[Texto de lectura]
La continuidad en el poder de gobiernos populares es uno de los
hechos fundamentales de la etapa actual en Nuestra América. Desde
posiciones conservadoras se los rebaja de categoría política y se
reduce todo al capricho de “mayorías que piden ser esclavizadas”
(Benegas Lynch (h)) o a versiones “espantosas de populismo” y “la
dictadura de los votos” (B. Mitre, director del diario La Nación).
En cambio, Nicolás Casullo los calificaba de procesos populistas
atravesados por categorías propias: pueblo, caudillo,
antiimperialismo, constitución de una patria postergada. Ernesto
Laclau usa el término populismo en un sentido también
reivindicatorio, aunque relativizando el lugar de las organizaciones
políticas y sindicales tradicionales. Ante una historia de
fragmentación semicolonial y postergación socio económica, los
procesos actuales son experiencias democratizadoras y de
participación popular, que expresan la superación de la utopía
conservadora de la extinción del estado de los años 90, derivación
del etnocéntrico “fin de la historia".

[Lista de tareas]
A - Indique si cada afirmación concuerda con el texto sobre los gobiernos populares, respondiendo sí o no y citando textualmente las palabras que lo deciden: (i) Nicolás Casullo calificaba a estos gobiernos de procesos populistas; (ii) B. Mitre dirige el diario Clarín; (iii) Ernesto Laclau emplea el término populismo en un sentido peyorativo.
B - Responda brevemente a estas preguntas sobre el texto de los gobiernos populares.
(i) ¿A quién se atribuye la expresión "mayorías que piden ser esclavizadas"?
(ii) ¿De qué década es la utopía conservadora de la extinción del estado?
(iii) ¿Qué categorías propias atraviesan esos procesos según Casullo?
Los registros son un material independiente del texto.

[Registros proporcionados]
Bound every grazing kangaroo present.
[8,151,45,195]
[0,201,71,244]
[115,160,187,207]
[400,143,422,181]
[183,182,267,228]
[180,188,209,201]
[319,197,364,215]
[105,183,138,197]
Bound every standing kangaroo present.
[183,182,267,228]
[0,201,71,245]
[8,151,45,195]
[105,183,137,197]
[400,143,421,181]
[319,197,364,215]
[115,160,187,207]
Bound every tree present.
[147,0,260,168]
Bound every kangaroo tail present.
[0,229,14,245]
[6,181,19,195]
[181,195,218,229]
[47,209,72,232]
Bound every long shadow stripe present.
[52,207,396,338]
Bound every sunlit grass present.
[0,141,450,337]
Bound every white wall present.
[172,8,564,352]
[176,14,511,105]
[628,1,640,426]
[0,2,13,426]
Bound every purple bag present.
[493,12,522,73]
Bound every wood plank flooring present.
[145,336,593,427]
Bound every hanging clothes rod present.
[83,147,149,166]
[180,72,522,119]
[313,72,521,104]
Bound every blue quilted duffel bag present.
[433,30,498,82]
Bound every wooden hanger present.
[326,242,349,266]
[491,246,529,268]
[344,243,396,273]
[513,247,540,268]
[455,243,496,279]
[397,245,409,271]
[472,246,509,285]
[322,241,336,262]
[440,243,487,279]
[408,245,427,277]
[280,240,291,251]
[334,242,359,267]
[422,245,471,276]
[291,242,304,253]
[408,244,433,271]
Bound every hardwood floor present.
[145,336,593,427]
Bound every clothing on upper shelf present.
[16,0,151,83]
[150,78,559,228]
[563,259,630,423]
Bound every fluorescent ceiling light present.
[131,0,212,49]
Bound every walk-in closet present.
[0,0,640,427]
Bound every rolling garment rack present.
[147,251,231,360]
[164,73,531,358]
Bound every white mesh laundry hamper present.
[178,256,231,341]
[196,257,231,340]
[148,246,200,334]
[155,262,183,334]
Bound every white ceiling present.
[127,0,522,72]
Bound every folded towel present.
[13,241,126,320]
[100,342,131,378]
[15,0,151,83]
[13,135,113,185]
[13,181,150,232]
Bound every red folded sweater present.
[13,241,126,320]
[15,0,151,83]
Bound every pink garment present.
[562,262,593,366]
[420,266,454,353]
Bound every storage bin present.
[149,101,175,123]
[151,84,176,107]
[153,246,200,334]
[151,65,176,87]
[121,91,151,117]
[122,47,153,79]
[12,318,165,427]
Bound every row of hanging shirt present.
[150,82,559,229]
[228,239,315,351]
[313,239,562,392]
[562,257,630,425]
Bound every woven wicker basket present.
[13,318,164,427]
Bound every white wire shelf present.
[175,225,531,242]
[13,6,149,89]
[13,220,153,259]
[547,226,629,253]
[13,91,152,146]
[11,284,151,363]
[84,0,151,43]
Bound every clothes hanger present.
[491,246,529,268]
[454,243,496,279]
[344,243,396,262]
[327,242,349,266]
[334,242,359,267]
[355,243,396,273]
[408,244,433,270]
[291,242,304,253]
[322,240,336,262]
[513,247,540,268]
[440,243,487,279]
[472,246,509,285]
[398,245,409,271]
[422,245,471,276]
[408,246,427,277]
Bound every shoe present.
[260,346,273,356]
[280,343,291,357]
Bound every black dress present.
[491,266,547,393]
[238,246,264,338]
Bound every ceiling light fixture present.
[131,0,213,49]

[Respuestas escritas]
A -
(i) Sí: "Nicolás Casullo los calificaba de procesos populistas"
(ii) No: "B. Mitre, director del diario La Nación"
(iii) No: "usa el término populismo en un sentido también reivindicatorio"

B -
(i) A Benegas Lynch (h).
(ii) De los años 90.
(iii) Pueblo, caudillo, antiimperialismo y constitución de una patria postergada.